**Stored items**
Content starts

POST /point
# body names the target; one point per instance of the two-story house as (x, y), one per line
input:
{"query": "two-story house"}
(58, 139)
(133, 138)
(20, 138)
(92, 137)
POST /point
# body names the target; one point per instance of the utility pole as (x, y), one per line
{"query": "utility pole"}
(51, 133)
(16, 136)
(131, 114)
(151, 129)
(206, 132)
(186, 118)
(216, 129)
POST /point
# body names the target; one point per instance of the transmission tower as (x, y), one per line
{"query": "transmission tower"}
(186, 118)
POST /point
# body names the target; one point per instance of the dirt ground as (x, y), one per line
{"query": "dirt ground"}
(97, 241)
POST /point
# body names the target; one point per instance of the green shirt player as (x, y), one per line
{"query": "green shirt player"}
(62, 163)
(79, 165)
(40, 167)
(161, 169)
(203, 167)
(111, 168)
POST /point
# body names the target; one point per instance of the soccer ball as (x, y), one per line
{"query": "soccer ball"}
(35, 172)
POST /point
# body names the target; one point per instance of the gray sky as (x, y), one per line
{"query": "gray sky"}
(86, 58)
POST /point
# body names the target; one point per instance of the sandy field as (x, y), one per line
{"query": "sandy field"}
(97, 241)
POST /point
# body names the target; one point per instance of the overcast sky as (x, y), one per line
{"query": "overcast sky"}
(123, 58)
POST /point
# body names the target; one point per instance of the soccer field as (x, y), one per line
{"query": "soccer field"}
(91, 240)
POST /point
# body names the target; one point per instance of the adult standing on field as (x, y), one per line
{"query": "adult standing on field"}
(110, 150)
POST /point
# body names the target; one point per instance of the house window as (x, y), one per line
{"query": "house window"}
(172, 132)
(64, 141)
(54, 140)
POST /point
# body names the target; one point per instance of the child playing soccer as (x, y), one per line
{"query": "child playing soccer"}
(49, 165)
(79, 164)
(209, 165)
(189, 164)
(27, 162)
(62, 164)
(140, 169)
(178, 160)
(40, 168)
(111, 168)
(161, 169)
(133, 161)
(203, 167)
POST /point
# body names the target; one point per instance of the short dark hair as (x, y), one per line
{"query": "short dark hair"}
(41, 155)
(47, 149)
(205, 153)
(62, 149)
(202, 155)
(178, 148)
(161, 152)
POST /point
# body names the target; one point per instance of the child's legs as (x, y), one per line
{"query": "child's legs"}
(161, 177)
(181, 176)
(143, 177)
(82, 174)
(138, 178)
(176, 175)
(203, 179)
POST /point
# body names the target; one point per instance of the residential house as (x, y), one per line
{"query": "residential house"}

Content ends

**How to complete this task**
Copy out the data exactly, keeping each line whole.

**Response to this exercise**
POST /point
# body names the target; one point per instance of the two-story house as (x, y), one per line
input:
{"query": "two-story house"}
(58, 139)
(133, 138)
(20, 138)
(92, 137)
POST /point
# body names the target; one point per instance of the utility pole as (x, y), one per line
{"query": "utility pole"}
(51, 133)
(16, 136)
(131, 114)
(151, 129)
(206, 132)
(186, 118)
(216, 129)
POST /point
# body names the target; one point per instance of the transmission tower as (x, y), one per line
{"query": "transmission tower"}
(186, 118)
POST /point
# body names the target; one point per instance of the dirt ground as (x, y), one per line
{"query": "dirt ground"}
(97, 241)
POST /point
# body names the target; one point per instance of the green shirt player as (x, y), one per line
{"query": "green shirt player"}
(62, 163)
(79, 165)
(40, 167)
(161, 169)
(203, 167)
(111, 168)
POST /point
# body names the target; one point per instance of the soccer ball as (x, y), one per line
{"query": "soccer ball"}
(35, 172)
POST /point
# body names the target; one point per instance of the gray sky as (x, y), one per line
{"query": "gray sky"}
(86, 58)
POST /point
# body names the target; one point per instance of the sandy field as (x, y), one per line
{"query": "sandy field"}
(97, 241)
POST /point
# body names the target; one point per instance of the overcast sky as (x, y), one per line
{"query": "overcast sky"}
(123, 58)
POST /point
# body names the target; one point per instance of the soccer field as (x, y), one per line
{"query": "soccer field"}
(91, 240)
POST /point
# body names the target; one point per instance of the adult standing on field as (x, y), one per line
{"query": "adult standing on field"}
(110, 150)
POST /point
# body names the target; one point per instance of the house window as (x, y), one per line
{"query": "house window"}
(172, 132)
(64, 141)
(54, 140)
POST /point
# body names the target; one point per instance of the child playing soccer as (x, y), one per line
{"query": "child playing soccer"}
(49, 165)
(79, 164)
(209, 165)
(189, 164)
(27, 162)
(62, 164)
(140, 169)
(178, 160)
(40, 168)
(111, 168)
(161, 169)
(133, 161)
(203, 167)
POST /point
# body names the target; one point per instance of the short dark hair as (x, y), one per line
{"query": "short dark hair"}
(41, 155)
(47, 149)
(205, 153)
(62, 149)
(202, 155)
(178, 148)
(161, 152)
POST /point
# body names the target; one point per instance of the child's legs as (x, y), one per line
{"query": "child's legs"}
(161, 177)
(181, 176)
(143, 177)
(82, 174)
(138, 178)
(176, 175)
(203, 179)
POST /point
# body names the target; one point per instance of the residential house as (x, y), one per line
{"query": "residential house"}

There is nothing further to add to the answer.